Snazzy Science Photos of the Week (July 6 -July 12)
Robots made another leap forward when a bat-winged drone from the U.S. Navy landed autonomously onto the deck of an aircraft carrier. The drone touched down on the USS George H.W. Bush and marked a historic milestone for robotic flight.
The technology company Garmin recently developed a heads-up display device for about $130 that works with a mobile app and Bluetooth-enabled smartphone to project navigation info onto your windshield.
A Quebec town was devastated when a runaway oil tanker train ignited explosions and fires.
Ezra Shaw/Getty Images
An Asiana Airlines passenger aircraft coming from Seoul, South Korea crashed while landing at San Francisco International Airport, killing two people and injuring scores of others.
A recent study published in Oceanography asserted that disintegrating icebergs generate significant noise pollution at the world’s poles, affecting narwhals, whales and other aquatic life.
Bengt Johsson, of Sweden, tries to fry an egg on a rock, as high temperatures reach 128 degrees F. at Badwater Basin in Death Valley National Park in California. The park just reached the 100th anniversary of its posting of the world heat record -- 134 degrees Fahrenheit (57 degrees Celsius) on July 10, 1913.

> **Exercise prompt**
Continue the weekly science photo captions from where they stop, adding a few more captions in the same style.

Items from a dataset:
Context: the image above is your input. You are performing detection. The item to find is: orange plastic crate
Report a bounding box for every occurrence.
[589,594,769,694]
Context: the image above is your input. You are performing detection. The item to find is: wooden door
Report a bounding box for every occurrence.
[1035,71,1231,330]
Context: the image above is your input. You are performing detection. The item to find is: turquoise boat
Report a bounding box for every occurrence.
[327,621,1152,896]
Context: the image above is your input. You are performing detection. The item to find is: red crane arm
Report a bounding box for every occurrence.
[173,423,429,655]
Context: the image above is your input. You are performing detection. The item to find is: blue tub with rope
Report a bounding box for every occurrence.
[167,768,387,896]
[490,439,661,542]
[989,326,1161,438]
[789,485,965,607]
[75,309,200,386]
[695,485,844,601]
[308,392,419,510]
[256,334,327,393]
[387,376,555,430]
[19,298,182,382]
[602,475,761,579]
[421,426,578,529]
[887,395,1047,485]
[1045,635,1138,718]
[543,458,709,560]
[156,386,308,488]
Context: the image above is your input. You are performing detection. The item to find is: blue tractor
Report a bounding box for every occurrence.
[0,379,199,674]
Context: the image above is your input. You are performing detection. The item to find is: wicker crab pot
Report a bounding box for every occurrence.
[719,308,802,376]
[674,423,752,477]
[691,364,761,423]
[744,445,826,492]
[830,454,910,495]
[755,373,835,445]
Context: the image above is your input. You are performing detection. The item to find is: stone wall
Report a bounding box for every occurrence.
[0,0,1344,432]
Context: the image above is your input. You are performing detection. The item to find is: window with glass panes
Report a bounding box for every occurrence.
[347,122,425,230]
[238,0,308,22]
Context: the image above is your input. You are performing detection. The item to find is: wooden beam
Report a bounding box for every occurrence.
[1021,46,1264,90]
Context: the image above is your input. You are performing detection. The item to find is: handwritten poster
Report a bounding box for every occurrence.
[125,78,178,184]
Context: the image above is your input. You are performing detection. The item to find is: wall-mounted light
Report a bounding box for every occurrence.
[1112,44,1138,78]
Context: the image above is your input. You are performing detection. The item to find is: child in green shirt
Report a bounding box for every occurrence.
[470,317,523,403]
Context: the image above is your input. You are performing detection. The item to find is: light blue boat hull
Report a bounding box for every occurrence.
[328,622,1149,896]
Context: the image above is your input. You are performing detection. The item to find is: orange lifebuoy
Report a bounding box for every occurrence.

> **Response below**
Photo courtesy of Amnon Ben-Tor and Sharon Zuckerman at the Hebrew University’s Institute of Archaeology
This Egyptian sphinx fragment was found by archaeologists in an unexpected location: Israel. It was unearthed by a team from the Hebrew University of Jerusalem during excavations at Hazor.
DNA analysis in a new study has revealed that Alaskan breeds -- such as these Inuit sled dogs, as well as the Eskimo dog and Greenland dog -- have no traces of European heritage and are the only canines with actual American roots.
Are great tits built to survive climate change? The birds now lay their eggs an average of two weeks earlier than they did 50 years ago. Their rate of change could allow them to adapt to global warming of 0.5 degrees Celsius per year, suggested a new study from the University of Oxford.
Spain's annual San Fermin festival left four injured on July 8 when six bulls and six steers were unleashed in the streets of Pamplona during the festival's second bull run. A 41-year-old American man and three Spaniards were hospitalized, though none were gored by the bulls' horns.